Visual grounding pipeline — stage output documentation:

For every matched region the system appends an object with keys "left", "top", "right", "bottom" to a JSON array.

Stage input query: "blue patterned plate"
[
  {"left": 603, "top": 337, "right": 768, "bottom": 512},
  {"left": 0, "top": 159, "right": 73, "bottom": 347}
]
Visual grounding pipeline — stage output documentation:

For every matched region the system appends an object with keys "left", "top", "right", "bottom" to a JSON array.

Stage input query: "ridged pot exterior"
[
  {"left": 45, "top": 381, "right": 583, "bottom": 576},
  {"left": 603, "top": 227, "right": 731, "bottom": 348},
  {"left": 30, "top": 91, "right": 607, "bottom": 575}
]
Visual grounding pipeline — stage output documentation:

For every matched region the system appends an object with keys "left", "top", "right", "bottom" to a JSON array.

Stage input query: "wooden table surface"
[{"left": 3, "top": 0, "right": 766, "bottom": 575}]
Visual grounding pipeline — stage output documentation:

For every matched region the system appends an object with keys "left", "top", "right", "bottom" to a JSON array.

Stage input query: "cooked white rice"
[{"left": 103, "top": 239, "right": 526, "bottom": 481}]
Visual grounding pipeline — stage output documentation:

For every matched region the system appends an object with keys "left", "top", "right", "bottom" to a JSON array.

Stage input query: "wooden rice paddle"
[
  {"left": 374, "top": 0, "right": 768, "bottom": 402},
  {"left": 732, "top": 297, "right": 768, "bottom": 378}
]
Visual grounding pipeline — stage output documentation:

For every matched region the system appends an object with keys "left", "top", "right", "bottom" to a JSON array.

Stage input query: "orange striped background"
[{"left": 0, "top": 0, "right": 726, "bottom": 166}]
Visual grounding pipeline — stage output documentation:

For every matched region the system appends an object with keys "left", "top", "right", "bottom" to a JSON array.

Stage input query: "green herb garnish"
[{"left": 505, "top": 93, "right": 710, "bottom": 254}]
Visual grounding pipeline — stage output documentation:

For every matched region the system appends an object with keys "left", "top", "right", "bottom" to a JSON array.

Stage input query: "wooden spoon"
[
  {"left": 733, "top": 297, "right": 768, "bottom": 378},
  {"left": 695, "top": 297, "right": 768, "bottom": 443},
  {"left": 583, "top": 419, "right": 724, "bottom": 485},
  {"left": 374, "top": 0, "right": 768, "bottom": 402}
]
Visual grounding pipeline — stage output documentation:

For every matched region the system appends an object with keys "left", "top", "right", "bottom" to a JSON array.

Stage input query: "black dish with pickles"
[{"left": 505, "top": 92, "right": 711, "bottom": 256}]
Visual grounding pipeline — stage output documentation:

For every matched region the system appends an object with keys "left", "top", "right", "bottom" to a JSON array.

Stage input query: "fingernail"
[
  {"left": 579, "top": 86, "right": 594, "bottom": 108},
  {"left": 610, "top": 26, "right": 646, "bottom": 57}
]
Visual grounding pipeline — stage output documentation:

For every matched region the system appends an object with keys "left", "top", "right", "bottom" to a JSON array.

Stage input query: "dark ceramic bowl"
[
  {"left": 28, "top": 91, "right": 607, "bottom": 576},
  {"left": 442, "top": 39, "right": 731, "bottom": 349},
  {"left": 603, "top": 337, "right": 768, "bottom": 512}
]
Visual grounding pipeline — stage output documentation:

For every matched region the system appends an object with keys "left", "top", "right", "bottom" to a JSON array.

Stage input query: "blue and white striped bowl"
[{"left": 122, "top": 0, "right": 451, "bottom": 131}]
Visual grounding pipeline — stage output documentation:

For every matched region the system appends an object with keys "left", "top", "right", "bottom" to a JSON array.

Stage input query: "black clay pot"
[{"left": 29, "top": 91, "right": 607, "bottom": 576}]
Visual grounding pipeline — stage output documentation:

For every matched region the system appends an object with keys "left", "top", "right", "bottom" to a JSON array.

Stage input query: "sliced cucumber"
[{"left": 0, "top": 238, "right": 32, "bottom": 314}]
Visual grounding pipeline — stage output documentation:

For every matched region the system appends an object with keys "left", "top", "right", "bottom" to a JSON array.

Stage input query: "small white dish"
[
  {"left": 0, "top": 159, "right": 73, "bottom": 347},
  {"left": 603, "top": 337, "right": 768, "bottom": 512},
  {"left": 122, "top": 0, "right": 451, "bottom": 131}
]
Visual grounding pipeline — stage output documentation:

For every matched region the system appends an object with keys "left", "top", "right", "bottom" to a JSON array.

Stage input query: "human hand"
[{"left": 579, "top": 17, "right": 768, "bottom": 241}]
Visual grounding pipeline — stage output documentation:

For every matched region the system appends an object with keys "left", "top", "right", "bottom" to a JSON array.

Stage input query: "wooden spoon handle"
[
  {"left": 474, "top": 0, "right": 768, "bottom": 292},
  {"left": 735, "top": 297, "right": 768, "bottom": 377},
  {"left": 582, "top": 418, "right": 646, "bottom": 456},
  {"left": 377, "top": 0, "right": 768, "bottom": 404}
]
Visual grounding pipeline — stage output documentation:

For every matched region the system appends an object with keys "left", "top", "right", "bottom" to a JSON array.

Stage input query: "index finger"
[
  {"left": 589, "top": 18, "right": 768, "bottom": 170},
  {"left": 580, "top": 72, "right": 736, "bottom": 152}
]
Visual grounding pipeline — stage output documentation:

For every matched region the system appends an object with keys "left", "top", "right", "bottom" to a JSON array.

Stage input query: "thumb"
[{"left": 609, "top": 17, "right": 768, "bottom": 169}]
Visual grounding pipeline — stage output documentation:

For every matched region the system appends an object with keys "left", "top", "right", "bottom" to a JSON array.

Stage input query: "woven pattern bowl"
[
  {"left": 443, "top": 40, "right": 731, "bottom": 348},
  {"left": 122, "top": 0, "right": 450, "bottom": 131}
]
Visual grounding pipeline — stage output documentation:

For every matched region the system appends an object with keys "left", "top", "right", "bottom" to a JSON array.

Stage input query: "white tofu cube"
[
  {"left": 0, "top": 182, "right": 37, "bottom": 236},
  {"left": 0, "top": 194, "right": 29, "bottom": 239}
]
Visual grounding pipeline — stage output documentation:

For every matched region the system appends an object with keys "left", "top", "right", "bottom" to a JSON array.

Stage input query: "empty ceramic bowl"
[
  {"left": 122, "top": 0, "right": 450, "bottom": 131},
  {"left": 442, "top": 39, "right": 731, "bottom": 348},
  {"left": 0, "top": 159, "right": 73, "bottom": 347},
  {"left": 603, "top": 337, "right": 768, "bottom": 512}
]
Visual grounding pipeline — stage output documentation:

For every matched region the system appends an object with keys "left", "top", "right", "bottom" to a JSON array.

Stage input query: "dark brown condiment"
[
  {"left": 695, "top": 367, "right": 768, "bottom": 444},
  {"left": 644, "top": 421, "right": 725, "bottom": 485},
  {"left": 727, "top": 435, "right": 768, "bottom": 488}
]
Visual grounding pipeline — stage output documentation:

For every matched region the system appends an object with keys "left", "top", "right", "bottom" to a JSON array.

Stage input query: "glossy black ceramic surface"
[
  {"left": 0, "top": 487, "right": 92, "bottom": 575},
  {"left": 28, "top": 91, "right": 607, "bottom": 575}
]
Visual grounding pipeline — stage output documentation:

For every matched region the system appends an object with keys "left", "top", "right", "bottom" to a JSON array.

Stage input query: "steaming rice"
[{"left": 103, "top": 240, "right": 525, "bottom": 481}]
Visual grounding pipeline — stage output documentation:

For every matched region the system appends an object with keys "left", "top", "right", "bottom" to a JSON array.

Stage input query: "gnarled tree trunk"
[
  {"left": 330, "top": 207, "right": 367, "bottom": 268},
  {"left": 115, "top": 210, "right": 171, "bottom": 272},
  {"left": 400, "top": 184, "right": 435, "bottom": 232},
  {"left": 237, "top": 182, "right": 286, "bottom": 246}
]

+--

• EXERCISE REQUIREMENTS
Your response should consist of the full listing, exactly as written.

• ANSWER TO THIS EXERCISE
Visual grounding pipeline — stage output documentation:

For every matched region the system appends an object with keys "left", "top", "right", "bottom" to a JSON array.

Stage input query: "blue patterned plate"
[
  {"left": 603, "top": 337, "right": 768, "bottom": 512},
  {"left": 0, "top": 159, "right": 73, "bottom": 347}
]
Visual grounding pipeline — stage output documentation:

For every matched region the system appends an object with keys "left", "top", "right", "bottom" to a JSON array.

Stage input query: "ridged pot exterior"
[
  {"left": 45, "top": 381, "right": 583, "bottom": 576},
  {"left": 603, "top": 227, "right": 731, "bottom": 348},
  {"left": 30, "top": 91, "right": 607, "bottom": 575}
]
Visual grounding pipeline — stage output documentation:

For every matched region the system appends an object with keys "left", "top", "right", "bottom" to a JSON array.

Stage input query: "wooden table surface"
[{"left": 3, "top": 0, "right": 766, "bottom": 575}]
Visual grounding pipeline — stage output documentation:

For every matched region the system appends an object with keys "left", "top", "right", "bottom" to a JSON array.

Stage input query: "cooked white rice"
[{"left": 103, "top": 239, "right": 526, "bottom": 481}]
Visual grounding pipeline — stage output documentation:

For every matched region the system appends an object with keys "left", "top", "right", "bottom" to a JSON array.

Stage input query: "wooden rice paddle"
[
  {"left": 374, "top": 0, "right": 768, "bottom": 402},
  {"left": 732, "top": 297, "right": 768, "bottom": 378}
]
Visual grounding pipeline — stage output documentation:

For every matched region the system appends an object with keys "left", "top", "right", "bottom" to a JSON array.

Stage input query: "orange striped background"
[{"left": 0, "top": 0, "right": 726, "bottom": 166}]
Visual grounding pipeline — stage output documentation:

For every matched region the system appends an object with keys "left", "top", "right", "bottom" to a JSON array.

Stage input query: "green herb garnish"
[{"left": 505, "top": 93, "right": 710, "bottom": 254}]
Visual grounding pipeline — stage output documentation:

For every matched region the system appends an object with keys "left", "top", "right", "bottom" to a JSON array.

Stage input query: "wooden spoon"
[
  {"left": 733, "top": 297, "right": 768, "bottom": 378},
  {"left": 695, "top": 297, "right": 768, "bottom": 443},
  {"left": 583, "top": 419, "right": 724, "bottom": 485},
  {"left": 374, "top": 0, "right": 768, "bottom": 402}
]
Visual grounding pipeline — stage output documentation:

For every matched region the system appends an object with keys "left", "top", "right", "bottom" to a JSON array.

Stage input query: "black dish with pickles"
[{"left": 505, "top": 92, "right": 711, "bottom": 256}]
Visual grounding pipeline — stage output documentation:

For every matched region the system appends an object with keys "left", "top", "right", "bottom" to a JSON array.

Stage input query: "fingernail"
[
  {"left": 579, "top": 86, "right": 594, "bottom": 108},
  {"left": 610, "top": 26, "right": 646, "bottom": 57}
]
Visual grounding pipeline — stage output documentation:

For every matched region the system appends an object with keys "left", "top", "right", "bottom" to a JSON array.

Stage input query: "dark ceramic bowl"
[
  {"left": 28, "top": 91, "right": 607, "bottom": 576},
  {"left": 442, "top": 39, "right": 731, "bottom": 349},
  {"left": 603, "top": 337, "right": 768, "bottom": 512}
]
Visual grounding pipeline — stage output documentation:

For every matched region the system appends an object with keys "left", "top", "right", "bottom" to a JSON array.

Stage input query: "blue and white striped bowl"
[{"left": 122, "top": 0, "right": 451, "bottom": 131}]
Visual grounding pipeline — stage output documentation:

For every matched region the system appends an object with keys "left", "top", "right", "bottom" to a JSON array.

Stage input query: "black clay pot"
[{"left": 29, "top": 91, "right": 607, "bottom": 576}]
Visual grounding pipeline — stage output documentation:

For every matched region the system appends an object with keys "left", "top", "right", "bottom" to a JSON array.

Stage input query: "sliced cucumber"
[{"left": 0, "top": 238, "right": 32, "bottom": 314}]
Visual grounding pipeline — stage output documentation:

For every matched region the system appends an object with keys "left", "top", "right", "bottom" to a JSON array.

Stage input query: "small white dish"
[
  {"left": 0, "top": 159, "right": 73, "bottom": 347},
  {"left": 603, "top": 337, "right": 768, "bottom": 512},
  {"left": 122, "top": 0, "right": 451, "bottom": 131}
]
Visual grounding pipeline — stage output documentation:

For every matched region the system appends an object with keys "left", "top", "right", "bottom" to a JSON array.

Stage input query: "human hand"
[{"left": 579, "top": 17, "right": 768, "bottom": 241}]
Visual grounding pipeline — stage output documentation:

For every matched region the system appends an object with keys "left", "top", "right", "bottom" to a JSON array.

Stage input query: "wooden spoon handle"
[
  {"left": 474, "top": 0, "right": 768, "bottom": 292},
  {"left": 735, "top": 297, "right": 768, "bottom": 377},
  {"left": 582, "top": 418, "right": 646, "bottom": 456},
  {"left": 377, "top": 0, "right": 768, "bottom": 404}
]
Visual grounding pipeline — stage output documentation:

For every matched region the system appends an object with keys "left", "top", "right", "bottom" to a JSON array.

Stage input query: "index finger"
[
  {"left": 589, "top": 18, "right": 768, "bottom": 170},
  {"left": 580, "top": 72, "right": 736, "bottom": 152}
]
Visual grounding pipeline — stage output documentation:

For every matched region the system appends an object with keys "left", "top", "right", "bottom" to a JSON array.

Stage input query: "thumb"
[{"left": 609, "top": 17, "right": 768, "bottom": 169}]
Visual grounding pipeline — stage output documentation:

For every matched region the system appends an object with keys "left", "top", "right", "bottom" to a JSON array.

Stage input query: "woven pattern bowl"
[
  {"left": 443, "top": 40, "right": 731, "bottom": 348},
  {"left": 122, "top": 0, "right": 450, "bottom": 131}
]
Visual grounding pipeline — stage output documentation:

For every matched region the system appends an object with keys "left", "top", "right", "bottom" to a JSON array.

Stage input query: "white tofu cube"
[
  {"left": 0, "top": 182, "right": 37, "bottom": 236},
  {"left": 0, "top": 194, "right": 29, "bottom": 239}
]
Visual grounding pipeline — stage output documentation:

For every matched region the system appends an object with keys "left", "top", "right", "bottom" to a JSON array.

Stage input query: "empty ceramic bowl"
[
  {"left": 122, "top": 0, "right": 450, "bottom": 131},
  {"left": 442, "top": 39, "right": 731, "bottom": 348},
  {"left": 0, "top": 159, "right": 73, "bottom": 347},
  {"left": 603, "top": 337, "right": 768, "bottom": 512}
]
Visual grounding pipeline — stage output documentation:

For every matched region the system appends an object with keys "left", "top", "right", "bottom" to a JSON array.

Stage input query: "dark brown condiment"
[
  {"left": 695, "top": 367, "right": 768, "bottom": 444},
  {"left": 644, "top": 421, "right": 725, "bottom": 485},
  {"left": 727, "top": 435, "right": 768, "bottom": 488}
]
Visual grounding pipeline — stage output documentation:

For every matched region the system appends an object with keys "left", "top", "right", "bottom" to a JSON array.

Stage input query: "glossy black ceramic surface"
[
  {"left": 0, "top": 487, "right": 92, "bottom": 575},
  {"left": 28, "top": 91, "right": 607, "bottom": 575}
]
Visual grounding pipeline — stage output documentation:

For every matched region the system appends an object with keys "left", "top", "right", "bottom" to a JSON array.

Stage input query: "steaming rice"
[{"left": 103, "top": 240, "right": 525, "bottom": 481}]
Visual grounding pipeline — stage output documentation:

For every matched region the system appends an object with keys "left", "top", "right", "bottom" to a JSON array.

Stage input query: "gnarled tree trunk"
[
  {"left": 330, "top": 207, "right": 367, "bottom": 268},
  {"left": 115, "top": 210, "right": 171, "bottom": 272},
  {"left": 400, "top": 184, "right": 435, "bottom": 232},
  {"left": 237, "top": 182, "right": 286, "bottom": 246}
]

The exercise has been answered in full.